[Saved data entries]
>> Start

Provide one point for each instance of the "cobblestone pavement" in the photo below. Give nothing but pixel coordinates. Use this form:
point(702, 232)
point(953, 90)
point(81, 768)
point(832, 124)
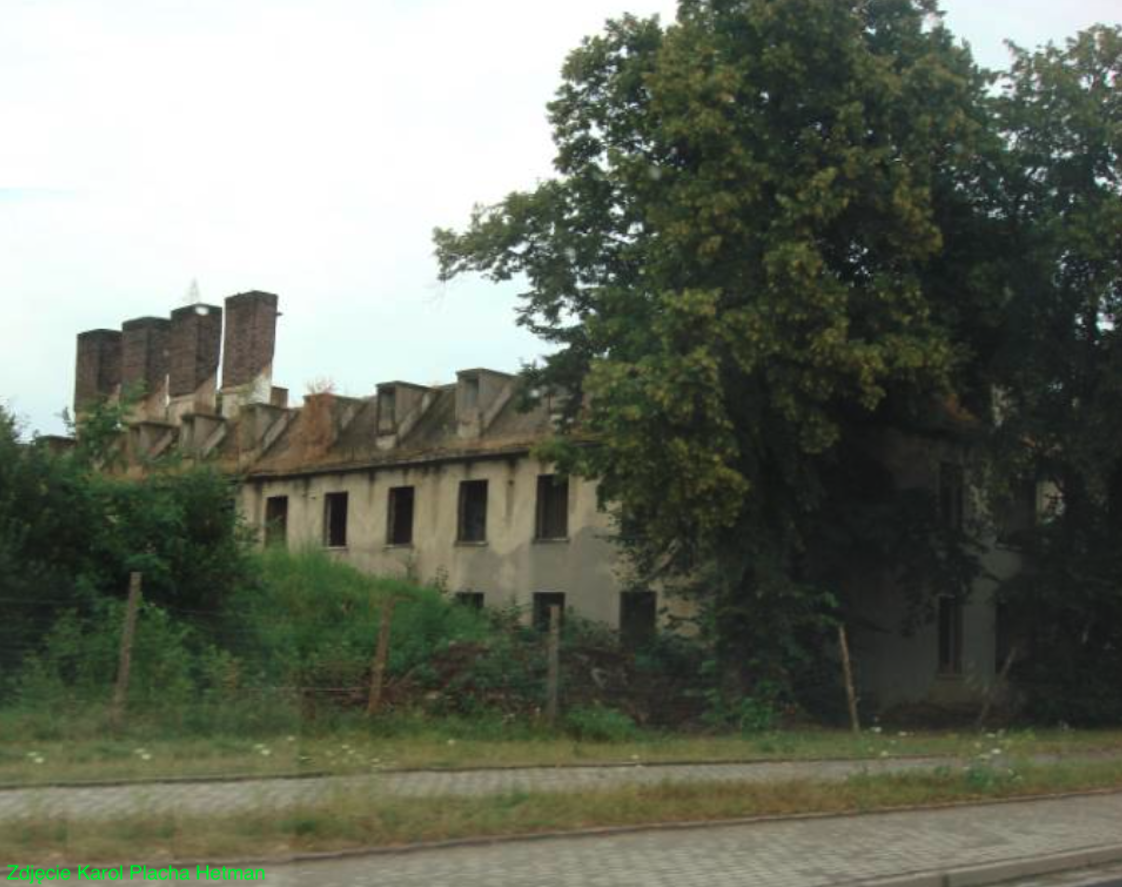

>> End

Task → Edit the data above by replacing "cobblestone pavement" with "brick sidewalk" and keeping everything else the same. Leave the pictures out of your answer.

Exercise result →
Provide one point for each instance of the "brick sidewalk" in the photo below. Give nothing but pixel coordinates. Use this form:
point(702, 232)
point(953, 90)
point(81, 768)
point(832, 124)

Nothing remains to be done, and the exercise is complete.